Health care providers typically use a combination of medication and mechanical intervention as treatment for a myocardial infarction, more commonly referred to as a heart attack. Immediate treatment involves restoring blood and oxygen flow as soon as possible, providing pain relief, and preventing or treating complications. Physicians frequently use anticoagulant, vasodilating, and thrombolytic medications, which improve blood flow back into and through the heart. Patients often receive a narcotic analgesic for pain relief. Mechanical methods frequently employed by cardiologists include percutaneous coronary intervention (PCI), but a coronary artery bypass may be needed if other methods of treatment fail.
Infarction usually occurs when there is a disruption of the blood supply to the heart muscle, generally caused by a coronary artery blockage by a blood clot, a plaque, or a combination of both. Without adequate oxygen, the heart tissue begins to die, or undergoes necrosis. The longer the heart tissue is deprived of adequate blood flow and oxygenation, the greater the amount of heart muscle necrosis. When individuals experience angina, chest pain, or other symptoms possibly related to heart attack, health care providers generally recommend chewing one adult aspirin. The aspirin prevents further accumulations around an existing clot and allows less sticky blood to flow through a partially blocked or occluded artery.
Treatment for a myocardial infarction might also include the administration of nitroglycerin, angio-converting enzyme (ACE), inhibitors and beta-blockers. These medications usually act to relax the smooth muscle of blood vessels and promote blood flow. They generally inhibit chemicals that produce vasoconstriction or that inhibit neurotransmitters from causing vasoconstriction. With vessels relaxed, blood flow increases and supplies much needed oxygen. These medications also tend to reduce pulse and blood pressure, and as the heart’s workload decreases, so does the need for increased oxygen.

[Source material]

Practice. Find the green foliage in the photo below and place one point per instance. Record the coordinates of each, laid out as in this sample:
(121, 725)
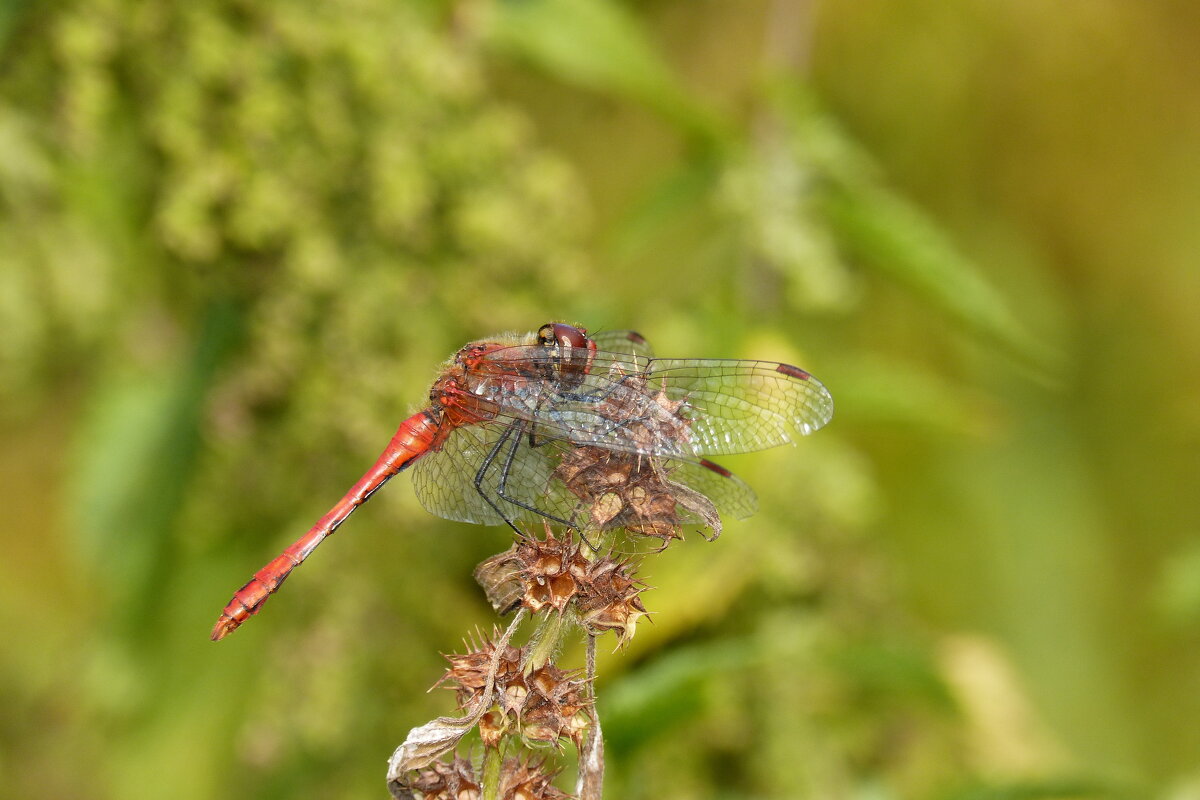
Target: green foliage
(238, 239)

[Your task] Reproduce the full passage on treating a myocardial infarction from above, word for word.

[Solution to this problem]
Health care providers typically use a combination of medication and mechanical intervention as treatment for a myocardial infarction, more commonly referred to as a heart attack. Immediate treatment involves restoring blood and oxygen flow as soon as possible, providing pain relief, and preventing or treating complications. Physicians frequently use anticoagulant, vasodilating, and thrombolytic medications, which improve blood flow back into and through the heart. Patients often receive a narcotic analgesic for pain relief. Mechanical methods frequently employed by cardiologists include percutaneous coronary intervention (PCI), but a coronary artery bypass may be needed if other methods of treatment fail.
Infarction usually occurs when there is a disruption of the blood supply to the heart muscle, generally caused by a coronary artery blockage by a blood clot, a plaque, or a combination of both. Without adequate oxygen, the heart tissue begins to die, or undergoes necrosis. The longer the heart tissue is deprived of adequate blood flow and oxygenation, the greater the amount of heart muscle necrosis. When individuals experience angina, chest pain, or other symptoms possibly related to heart attack, health care providers generally recommend chewing one adult aspirin. The aspirin prevents further accumulations around an existing clot and allows less sticky blood to flow through a partially blocked or occluded artery.
Treatment for a myocardial infarction might also include the administration of nitroglycerin, angio-converting enzyme (ACE), inhibitors and beta-blockers. These medications usually act to relax the smooth muscle of blood vessels and promote blood flow. They generally inhibit chemicals that produce vasoconstriction or that inhibit neurotransmitters from causing vasoconstriction. With vessels relaxed, blood flow increases and supplies much needed oxygen. These medications also tend to reduce pulse and blood pressure, and as the heart’s workload decreases, so does the need for increased oxygen.